▸ EXERCISE TASKS
a – Summarize the checkup plan text in three sentences.
b – Copy the checkup plan text from "Day 0 → Day" to "Elite trial unlock.".

▸ PAGE TEXT
▽

Day 0 → Day 1 morning: Baseline checkup (Planning only — built from onboarding data). Delivered in the user's very first Morning Briefing. Sets the hook immediately.
Day 14: Mid-trial (Planning updated + Wellbeing baseline). Delivered alongside Elite trial unlock.
Day 28: Full checkup (all 3 domains) — FREE regardless of subscription status. Even if the user drops to Starter, they get it. The report IS the conversion pitch, not a paywall.

8.3 Tier cadence (post-trial)¶

Elite 1 mo · Pro 2 mo · Core 3 mo · Spark 6 mo · Starter none.

8.4 Dual anonymization pipeline¶

Device:    PII-stripping collectors (zero PII in payload — aggregates, day-of-week only)
    ↓ HTTPS
CX43:      Gemma 4 E4B anonymizer (second pass) → Anthropic Batch API as Citerius Holdings LLC
    ↓
Result:    SQLite row retained locally forever (~$0.012 per checkup)

△

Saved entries
▽

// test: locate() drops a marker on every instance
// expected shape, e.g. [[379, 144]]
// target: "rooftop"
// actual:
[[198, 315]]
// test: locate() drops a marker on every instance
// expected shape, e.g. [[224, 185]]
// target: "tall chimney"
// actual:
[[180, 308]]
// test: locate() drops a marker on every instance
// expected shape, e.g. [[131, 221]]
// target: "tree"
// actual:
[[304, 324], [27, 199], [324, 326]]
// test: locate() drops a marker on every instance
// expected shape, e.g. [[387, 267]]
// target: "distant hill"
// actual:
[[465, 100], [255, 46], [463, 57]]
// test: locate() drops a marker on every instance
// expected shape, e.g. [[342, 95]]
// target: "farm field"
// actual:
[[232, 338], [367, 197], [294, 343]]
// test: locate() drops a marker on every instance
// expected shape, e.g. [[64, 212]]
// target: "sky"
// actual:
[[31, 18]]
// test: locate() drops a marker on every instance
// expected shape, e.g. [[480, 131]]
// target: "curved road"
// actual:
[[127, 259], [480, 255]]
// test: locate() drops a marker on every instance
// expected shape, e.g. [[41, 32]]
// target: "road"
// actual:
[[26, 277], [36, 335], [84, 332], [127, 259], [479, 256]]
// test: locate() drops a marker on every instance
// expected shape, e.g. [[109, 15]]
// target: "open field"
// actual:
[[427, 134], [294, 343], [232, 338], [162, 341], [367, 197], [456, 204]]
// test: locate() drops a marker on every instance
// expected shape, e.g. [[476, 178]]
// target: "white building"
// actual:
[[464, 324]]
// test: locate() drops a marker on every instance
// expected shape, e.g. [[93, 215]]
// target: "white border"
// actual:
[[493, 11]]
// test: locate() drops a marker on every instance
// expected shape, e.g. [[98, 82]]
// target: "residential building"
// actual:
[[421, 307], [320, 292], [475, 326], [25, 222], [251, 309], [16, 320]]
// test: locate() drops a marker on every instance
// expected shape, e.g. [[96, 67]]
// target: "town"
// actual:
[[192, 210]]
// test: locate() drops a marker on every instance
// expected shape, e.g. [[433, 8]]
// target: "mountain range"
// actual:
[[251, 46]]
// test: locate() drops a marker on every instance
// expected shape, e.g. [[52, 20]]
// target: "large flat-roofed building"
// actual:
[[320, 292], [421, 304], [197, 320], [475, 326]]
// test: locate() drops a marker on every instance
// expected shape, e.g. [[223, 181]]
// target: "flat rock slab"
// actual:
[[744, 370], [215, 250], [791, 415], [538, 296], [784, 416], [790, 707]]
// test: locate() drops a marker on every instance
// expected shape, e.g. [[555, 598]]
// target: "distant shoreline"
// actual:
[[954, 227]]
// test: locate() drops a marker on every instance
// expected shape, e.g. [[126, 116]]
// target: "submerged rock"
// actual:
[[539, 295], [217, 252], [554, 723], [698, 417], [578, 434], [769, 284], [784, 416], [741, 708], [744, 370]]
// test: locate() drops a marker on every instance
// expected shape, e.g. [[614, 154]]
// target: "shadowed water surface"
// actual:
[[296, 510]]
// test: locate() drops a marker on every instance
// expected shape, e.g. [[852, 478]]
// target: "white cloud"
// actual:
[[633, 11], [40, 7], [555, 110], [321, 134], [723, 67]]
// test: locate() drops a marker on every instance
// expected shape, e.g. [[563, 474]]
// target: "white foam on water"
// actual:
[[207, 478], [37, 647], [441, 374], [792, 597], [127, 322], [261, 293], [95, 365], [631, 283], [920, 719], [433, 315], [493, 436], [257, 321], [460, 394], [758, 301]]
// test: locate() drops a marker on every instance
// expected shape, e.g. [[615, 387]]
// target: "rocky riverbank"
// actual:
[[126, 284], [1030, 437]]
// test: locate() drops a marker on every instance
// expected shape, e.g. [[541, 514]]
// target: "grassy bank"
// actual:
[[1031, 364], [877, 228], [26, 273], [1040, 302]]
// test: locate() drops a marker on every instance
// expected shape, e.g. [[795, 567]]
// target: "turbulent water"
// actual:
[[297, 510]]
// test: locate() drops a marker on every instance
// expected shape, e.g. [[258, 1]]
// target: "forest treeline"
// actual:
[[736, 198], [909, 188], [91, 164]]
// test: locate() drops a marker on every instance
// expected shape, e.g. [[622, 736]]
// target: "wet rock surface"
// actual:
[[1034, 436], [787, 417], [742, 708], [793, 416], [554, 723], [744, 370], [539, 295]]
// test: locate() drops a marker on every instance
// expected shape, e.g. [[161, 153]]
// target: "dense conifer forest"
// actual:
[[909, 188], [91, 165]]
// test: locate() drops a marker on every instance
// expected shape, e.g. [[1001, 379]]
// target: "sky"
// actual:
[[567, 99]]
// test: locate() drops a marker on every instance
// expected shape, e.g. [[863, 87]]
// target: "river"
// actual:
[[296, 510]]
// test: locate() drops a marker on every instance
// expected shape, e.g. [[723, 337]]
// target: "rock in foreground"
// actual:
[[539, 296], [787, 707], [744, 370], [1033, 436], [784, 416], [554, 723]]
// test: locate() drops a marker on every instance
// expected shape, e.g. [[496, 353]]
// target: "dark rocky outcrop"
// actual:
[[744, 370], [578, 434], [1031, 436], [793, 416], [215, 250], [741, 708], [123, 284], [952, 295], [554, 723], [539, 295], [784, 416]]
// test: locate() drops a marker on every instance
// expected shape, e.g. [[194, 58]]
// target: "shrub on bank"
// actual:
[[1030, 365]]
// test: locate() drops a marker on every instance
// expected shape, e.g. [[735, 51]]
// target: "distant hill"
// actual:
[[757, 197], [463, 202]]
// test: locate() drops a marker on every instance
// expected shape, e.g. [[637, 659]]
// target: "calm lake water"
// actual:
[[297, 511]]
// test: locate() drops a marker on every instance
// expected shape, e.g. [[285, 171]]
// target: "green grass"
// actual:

△

▸ SOLUTIONS TO THE EXERCISE
a – Checkups arrive on day 1 as a planning-only baseline in the first Morning Briefing, on day 14 as a mid-trial update alongside the Elite trial unlock, and on day 28 as a full checkup of all three domains that is free regardless of subscription status. After the trial, checkups come every month for Elite, every two months for Pro, every three months for Core, every six months for Spark, and never for Starter. Data passes through PII-stripping collectors on the device, then a second anonymizer pass on CX43 before going to the Anthropic Batch API, and the result is kept locally as a SQLite row at about $0.012 per checkup.

b –
Day 0 → Day 1 morning: Baseline checkup (Planning only — built from onboarding data). Delivered in the user's very first Morning Briefing. Sets the hook immediately.
Day 14: Mid-trial (Planning updated + Wellbeing baseline). Delivered alongside Elite trial unlock.